__WHAT IS REQUIRED__: How many lines of the data contain the string "negative", counting only matches with the same case? Reply with the number alone.

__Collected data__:

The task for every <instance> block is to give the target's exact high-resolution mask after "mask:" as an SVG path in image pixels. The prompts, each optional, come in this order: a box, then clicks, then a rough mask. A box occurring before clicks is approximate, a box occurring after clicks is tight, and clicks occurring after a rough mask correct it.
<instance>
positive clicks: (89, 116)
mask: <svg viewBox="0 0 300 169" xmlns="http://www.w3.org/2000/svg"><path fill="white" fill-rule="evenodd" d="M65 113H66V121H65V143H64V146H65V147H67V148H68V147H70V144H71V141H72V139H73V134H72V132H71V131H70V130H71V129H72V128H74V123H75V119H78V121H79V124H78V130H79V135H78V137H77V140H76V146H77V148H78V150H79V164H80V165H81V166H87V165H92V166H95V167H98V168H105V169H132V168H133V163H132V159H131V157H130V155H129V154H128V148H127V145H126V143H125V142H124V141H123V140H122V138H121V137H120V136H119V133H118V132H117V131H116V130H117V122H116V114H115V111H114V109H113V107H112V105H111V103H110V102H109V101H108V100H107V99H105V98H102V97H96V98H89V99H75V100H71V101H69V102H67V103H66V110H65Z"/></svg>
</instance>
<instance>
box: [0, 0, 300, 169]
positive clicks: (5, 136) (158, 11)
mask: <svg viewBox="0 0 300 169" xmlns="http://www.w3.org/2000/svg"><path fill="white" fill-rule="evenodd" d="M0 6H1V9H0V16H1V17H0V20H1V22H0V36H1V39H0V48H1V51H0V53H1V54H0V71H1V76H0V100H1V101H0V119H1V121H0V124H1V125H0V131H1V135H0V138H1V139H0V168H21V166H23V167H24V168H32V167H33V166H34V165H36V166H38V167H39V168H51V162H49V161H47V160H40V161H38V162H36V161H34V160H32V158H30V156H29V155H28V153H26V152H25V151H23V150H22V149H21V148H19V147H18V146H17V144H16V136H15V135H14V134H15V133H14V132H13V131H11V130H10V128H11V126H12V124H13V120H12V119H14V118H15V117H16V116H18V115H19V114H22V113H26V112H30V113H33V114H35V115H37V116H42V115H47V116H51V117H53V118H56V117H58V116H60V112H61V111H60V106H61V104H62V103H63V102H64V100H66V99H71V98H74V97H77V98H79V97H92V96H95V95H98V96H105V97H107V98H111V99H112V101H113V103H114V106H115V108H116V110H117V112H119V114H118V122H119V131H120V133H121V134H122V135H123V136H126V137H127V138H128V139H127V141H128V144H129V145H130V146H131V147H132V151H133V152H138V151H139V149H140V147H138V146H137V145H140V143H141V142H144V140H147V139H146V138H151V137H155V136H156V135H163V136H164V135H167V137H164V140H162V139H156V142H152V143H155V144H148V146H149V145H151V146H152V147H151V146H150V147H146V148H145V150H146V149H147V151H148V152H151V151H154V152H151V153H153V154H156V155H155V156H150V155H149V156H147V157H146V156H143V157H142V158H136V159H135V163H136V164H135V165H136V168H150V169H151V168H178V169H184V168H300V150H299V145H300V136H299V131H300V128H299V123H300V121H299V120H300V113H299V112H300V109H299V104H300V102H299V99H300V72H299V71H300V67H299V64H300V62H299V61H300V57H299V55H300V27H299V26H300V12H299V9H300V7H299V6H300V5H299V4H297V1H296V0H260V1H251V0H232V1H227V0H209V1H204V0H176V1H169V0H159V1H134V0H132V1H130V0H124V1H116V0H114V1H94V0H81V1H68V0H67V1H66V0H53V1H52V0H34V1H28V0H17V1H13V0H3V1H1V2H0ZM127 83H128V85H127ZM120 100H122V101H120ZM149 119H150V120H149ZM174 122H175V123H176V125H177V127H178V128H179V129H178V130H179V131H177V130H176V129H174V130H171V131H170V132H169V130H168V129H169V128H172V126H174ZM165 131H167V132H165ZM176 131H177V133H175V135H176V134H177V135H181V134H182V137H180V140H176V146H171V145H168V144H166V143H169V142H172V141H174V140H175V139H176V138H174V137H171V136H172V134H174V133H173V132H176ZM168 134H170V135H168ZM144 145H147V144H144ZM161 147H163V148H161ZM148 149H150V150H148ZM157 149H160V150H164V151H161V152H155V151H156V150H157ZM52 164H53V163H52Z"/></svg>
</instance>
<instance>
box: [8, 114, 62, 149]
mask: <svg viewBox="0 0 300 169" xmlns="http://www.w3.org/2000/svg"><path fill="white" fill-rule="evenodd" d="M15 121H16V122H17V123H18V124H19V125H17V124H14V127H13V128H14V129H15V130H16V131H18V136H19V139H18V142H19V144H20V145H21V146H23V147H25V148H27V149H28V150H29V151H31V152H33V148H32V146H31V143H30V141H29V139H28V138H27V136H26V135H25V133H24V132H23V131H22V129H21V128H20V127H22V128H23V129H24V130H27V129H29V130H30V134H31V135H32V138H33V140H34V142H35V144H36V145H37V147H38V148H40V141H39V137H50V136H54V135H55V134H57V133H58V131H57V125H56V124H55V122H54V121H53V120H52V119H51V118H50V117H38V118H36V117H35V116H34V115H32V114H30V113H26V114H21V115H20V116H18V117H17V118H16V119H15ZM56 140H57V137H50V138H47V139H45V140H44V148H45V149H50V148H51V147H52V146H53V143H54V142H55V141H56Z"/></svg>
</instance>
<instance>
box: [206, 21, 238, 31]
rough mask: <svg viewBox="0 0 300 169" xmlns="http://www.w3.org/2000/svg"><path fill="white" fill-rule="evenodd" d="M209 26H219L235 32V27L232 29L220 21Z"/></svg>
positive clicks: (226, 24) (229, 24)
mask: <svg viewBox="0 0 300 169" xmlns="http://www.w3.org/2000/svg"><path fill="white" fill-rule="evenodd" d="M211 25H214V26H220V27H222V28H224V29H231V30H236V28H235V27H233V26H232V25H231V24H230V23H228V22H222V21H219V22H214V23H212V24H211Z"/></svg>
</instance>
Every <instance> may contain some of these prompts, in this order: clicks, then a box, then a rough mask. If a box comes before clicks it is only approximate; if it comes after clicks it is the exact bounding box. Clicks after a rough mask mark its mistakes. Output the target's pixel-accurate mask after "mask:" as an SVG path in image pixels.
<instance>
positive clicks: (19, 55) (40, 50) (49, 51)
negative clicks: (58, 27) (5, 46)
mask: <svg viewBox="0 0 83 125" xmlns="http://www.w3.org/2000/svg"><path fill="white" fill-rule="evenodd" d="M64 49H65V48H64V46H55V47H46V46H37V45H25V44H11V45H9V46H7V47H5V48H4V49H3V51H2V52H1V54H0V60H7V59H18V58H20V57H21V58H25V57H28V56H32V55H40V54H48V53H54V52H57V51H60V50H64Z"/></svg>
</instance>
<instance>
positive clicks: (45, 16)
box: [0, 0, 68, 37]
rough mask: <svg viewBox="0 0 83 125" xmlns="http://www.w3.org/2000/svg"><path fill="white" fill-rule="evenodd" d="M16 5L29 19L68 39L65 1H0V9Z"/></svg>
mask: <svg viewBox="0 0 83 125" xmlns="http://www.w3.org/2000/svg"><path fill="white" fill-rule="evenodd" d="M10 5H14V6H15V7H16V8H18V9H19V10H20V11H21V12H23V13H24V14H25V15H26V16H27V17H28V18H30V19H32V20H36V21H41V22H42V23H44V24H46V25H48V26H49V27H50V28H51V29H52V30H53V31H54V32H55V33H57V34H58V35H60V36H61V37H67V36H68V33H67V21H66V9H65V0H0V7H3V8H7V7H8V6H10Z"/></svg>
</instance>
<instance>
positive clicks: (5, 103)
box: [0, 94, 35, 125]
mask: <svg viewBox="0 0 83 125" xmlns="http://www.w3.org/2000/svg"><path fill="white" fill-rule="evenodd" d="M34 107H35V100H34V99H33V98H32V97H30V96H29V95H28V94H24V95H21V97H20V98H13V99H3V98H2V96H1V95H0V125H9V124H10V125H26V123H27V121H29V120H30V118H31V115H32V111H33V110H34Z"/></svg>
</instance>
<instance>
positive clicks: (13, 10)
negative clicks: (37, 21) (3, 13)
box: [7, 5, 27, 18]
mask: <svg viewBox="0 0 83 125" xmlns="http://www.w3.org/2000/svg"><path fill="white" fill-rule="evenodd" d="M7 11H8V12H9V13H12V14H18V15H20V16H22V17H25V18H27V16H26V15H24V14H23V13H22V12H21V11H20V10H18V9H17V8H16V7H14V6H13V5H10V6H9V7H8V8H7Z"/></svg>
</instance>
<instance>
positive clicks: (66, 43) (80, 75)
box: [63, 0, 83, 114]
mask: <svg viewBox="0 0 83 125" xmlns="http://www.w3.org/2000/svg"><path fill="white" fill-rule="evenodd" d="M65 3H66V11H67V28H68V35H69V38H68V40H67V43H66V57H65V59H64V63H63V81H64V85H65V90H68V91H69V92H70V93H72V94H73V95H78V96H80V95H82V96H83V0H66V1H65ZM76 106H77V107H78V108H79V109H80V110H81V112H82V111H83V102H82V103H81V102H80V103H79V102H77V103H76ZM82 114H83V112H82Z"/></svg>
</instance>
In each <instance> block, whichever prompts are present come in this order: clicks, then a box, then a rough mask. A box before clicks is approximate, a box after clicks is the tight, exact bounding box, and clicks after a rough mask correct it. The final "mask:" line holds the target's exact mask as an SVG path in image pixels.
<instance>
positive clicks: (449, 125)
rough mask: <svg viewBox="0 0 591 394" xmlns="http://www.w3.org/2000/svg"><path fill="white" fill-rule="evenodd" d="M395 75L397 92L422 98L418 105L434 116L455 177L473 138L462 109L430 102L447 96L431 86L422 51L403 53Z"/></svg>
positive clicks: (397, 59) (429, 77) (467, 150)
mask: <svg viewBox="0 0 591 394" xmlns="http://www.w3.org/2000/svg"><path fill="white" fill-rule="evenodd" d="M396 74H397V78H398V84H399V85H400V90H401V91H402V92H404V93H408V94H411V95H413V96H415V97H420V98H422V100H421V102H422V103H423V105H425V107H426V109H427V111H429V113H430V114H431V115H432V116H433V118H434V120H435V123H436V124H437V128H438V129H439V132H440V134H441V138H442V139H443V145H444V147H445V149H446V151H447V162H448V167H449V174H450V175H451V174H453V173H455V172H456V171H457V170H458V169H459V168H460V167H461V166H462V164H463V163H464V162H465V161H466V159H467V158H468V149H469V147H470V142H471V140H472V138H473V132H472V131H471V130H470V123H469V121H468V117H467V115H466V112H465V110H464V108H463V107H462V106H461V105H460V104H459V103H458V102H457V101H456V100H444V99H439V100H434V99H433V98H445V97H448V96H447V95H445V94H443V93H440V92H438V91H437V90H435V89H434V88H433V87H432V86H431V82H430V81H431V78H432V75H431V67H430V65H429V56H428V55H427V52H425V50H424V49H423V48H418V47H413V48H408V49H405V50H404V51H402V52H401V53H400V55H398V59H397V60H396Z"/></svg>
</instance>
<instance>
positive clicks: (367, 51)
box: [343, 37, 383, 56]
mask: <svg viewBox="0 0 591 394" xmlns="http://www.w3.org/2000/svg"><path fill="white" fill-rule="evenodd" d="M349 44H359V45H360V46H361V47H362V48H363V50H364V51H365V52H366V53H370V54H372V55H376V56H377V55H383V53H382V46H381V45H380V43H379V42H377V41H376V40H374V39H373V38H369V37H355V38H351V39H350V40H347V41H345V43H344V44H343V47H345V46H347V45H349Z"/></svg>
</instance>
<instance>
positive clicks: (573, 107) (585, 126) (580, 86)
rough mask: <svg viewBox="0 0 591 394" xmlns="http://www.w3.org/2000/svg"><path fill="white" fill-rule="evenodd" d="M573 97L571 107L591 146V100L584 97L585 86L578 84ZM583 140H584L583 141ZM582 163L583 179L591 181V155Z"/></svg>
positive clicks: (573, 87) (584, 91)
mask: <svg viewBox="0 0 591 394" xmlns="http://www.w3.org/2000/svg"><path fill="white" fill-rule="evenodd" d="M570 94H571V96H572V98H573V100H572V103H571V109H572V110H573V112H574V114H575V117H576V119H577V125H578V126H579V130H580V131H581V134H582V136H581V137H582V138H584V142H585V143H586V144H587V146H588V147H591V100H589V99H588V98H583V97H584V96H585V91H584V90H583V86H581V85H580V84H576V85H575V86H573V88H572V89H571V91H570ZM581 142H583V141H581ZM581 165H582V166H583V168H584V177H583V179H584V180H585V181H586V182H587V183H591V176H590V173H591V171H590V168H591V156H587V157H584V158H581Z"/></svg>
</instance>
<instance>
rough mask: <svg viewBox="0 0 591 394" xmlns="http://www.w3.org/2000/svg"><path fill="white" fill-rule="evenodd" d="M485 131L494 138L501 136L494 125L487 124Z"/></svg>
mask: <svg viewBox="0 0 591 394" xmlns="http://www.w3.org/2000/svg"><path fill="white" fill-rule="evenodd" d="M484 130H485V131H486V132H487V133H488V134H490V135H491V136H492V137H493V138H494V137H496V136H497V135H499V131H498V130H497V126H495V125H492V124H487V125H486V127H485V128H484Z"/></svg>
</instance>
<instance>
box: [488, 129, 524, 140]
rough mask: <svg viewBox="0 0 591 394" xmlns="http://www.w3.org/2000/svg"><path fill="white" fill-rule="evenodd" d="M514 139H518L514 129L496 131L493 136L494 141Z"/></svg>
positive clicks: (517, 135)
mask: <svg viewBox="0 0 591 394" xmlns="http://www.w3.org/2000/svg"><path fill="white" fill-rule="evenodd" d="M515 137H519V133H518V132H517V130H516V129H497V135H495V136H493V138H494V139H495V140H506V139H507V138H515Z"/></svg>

__ANSWER TO THE PROBLEM__: 2